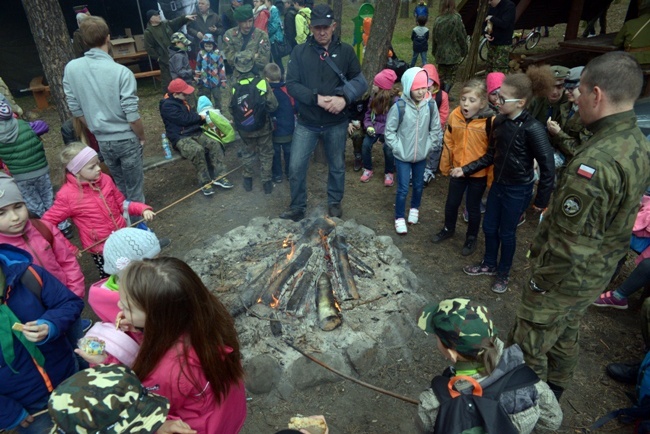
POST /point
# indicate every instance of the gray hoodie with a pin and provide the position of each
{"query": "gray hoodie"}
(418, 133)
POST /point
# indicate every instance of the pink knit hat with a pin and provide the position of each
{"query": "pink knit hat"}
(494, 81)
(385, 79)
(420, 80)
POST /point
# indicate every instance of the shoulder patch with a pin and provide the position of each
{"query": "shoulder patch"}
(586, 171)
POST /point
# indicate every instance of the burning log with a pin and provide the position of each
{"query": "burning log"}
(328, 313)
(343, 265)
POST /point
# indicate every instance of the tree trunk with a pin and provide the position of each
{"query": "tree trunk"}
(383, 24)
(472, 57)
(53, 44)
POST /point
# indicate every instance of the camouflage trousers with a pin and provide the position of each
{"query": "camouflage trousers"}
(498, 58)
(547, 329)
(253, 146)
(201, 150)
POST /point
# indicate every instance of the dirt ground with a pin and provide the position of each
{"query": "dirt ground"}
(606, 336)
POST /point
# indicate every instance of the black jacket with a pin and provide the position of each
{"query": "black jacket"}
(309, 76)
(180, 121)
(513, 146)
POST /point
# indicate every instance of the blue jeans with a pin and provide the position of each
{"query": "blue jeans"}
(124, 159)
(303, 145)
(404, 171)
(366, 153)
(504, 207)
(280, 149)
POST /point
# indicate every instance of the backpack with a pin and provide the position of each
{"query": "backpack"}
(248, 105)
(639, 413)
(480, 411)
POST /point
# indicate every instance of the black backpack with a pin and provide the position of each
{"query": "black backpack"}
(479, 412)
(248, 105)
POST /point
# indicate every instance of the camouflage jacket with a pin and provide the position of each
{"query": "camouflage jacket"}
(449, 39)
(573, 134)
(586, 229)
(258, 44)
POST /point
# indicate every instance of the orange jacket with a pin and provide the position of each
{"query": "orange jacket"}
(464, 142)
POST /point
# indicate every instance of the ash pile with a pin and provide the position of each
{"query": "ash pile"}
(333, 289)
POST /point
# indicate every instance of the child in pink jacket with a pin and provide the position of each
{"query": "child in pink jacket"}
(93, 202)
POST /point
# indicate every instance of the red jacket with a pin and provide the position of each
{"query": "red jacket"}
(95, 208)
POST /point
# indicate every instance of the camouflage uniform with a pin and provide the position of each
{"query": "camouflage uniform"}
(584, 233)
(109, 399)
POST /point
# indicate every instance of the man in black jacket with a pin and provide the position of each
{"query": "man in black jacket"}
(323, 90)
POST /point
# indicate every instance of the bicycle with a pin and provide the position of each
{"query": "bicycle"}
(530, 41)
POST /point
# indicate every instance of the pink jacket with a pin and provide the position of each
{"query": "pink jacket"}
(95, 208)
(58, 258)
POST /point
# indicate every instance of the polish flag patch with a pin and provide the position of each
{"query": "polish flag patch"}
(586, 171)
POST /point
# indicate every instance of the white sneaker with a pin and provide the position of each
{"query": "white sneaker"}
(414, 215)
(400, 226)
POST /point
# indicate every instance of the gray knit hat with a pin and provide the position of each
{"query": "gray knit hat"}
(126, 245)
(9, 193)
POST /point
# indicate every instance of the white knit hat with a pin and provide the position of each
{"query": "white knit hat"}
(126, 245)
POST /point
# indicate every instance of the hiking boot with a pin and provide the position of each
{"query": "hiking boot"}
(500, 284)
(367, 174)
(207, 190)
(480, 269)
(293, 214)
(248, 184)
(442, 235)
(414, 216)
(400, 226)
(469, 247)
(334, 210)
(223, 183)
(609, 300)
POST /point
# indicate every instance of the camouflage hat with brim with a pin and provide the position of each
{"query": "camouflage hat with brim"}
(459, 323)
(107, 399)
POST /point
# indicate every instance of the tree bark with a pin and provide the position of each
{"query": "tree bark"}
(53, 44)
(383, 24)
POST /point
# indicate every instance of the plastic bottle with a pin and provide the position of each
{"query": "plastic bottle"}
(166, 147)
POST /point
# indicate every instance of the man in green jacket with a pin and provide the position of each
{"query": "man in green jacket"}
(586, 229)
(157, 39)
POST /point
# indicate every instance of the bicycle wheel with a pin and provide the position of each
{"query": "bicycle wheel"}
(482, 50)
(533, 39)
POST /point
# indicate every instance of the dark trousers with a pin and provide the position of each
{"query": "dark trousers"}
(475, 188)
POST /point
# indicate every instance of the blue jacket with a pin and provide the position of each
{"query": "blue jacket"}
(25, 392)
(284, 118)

..............................

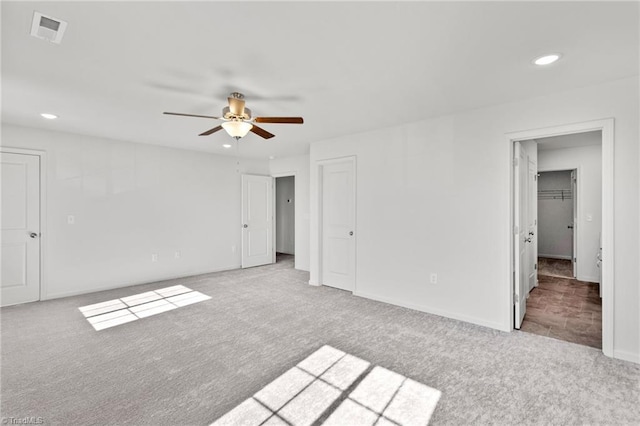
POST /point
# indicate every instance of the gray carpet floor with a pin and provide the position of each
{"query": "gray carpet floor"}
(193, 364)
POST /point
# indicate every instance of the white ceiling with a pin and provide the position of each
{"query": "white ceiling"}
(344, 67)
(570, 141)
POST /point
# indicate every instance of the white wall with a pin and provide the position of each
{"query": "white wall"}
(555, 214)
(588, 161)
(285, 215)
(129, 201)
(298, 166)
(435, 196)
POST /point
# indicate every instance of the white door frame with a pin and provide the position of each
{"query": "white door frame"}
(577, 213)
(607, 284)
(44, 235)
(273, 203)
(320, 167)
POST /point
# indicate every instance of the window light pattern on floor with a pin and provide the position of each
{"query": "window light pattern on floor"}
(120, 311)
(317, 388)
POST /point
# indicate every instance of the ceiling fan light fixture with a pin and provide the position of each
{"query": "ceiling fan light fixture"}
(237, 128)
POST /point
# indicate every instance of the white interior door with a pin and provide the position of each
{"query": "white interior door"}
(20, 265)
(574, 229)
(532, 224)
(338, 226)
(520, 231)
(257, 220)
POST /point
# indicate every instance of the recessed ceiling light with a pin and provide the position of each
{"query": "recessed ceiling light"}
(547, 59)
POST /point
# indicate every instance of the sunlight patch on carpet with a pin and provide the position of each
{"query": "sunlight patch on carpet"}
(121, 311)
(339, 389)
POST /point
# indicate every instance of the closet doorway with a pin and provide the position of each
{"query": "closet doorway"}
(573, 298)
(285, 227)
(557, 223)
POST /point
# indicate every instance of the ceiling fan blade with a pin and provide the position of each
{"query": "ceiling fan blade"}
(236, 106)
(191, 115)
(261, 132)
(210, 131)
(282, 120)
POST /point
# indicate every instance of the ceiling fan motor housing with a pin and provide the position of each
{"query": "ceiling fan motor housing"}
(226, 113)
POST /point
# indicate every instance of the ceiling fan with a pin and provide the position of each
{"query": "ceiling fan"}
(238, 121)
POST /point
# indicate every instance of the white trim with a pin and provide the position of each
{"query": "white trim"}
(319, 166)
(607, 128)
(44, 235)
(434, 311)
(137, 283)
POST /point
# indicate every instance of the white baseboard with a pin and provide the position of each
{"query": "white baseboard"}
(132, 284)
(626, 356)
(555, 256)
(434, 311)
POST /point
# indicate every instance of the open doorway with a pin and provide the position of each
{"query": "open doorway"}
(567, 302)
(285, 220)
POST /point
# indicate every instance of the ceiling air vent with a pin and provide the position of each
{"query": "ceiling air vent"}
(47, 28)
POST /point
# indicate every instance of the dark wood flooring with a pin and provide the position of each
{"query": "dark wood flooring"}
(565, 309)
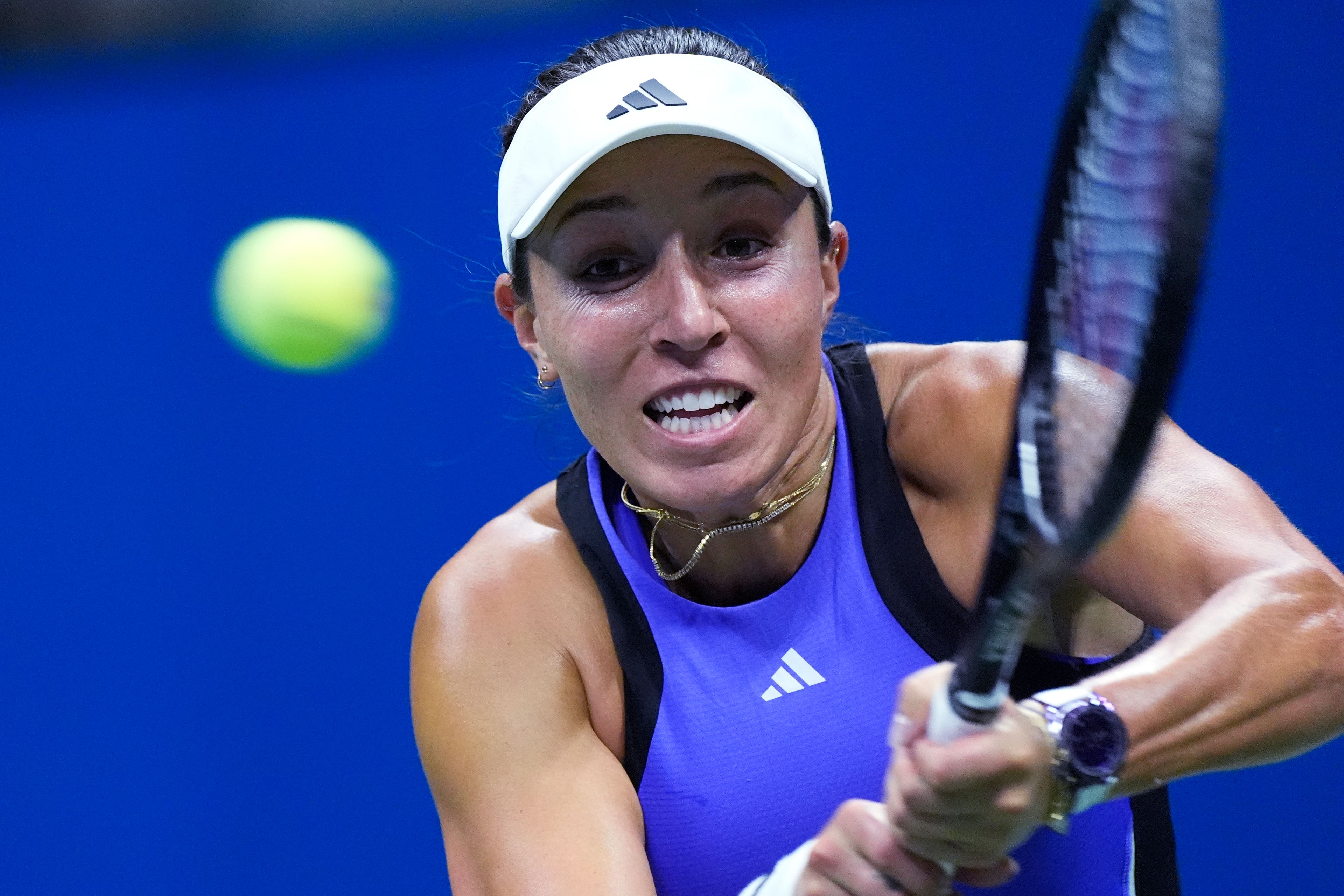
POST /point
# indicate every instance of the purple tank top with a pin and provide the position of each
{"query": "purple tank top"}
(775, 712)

..............................

Copy word for word the stretch of entries above from the line that has "# indicate every instance of the black jacket" through the line that has "# indicate every instance of the backpack", both ends included, and nothing outside it.

Task solution:
# indicate every instance of the black jacket with a pin and provide the position of each
{"query": "black jacket"}
(309, 76)
(180, 121)
(513, 146)
POST /point
# indicate every instance of the blue jeans with a pin and provide the position of each
{"query": "blue jeans"}
(124, 159)
(303, 145)
(404, 171)
(366, 153)
(504, 207)
(280, 149)
POST /point
# indicate every instance of the backpack with a pin and provide the position of each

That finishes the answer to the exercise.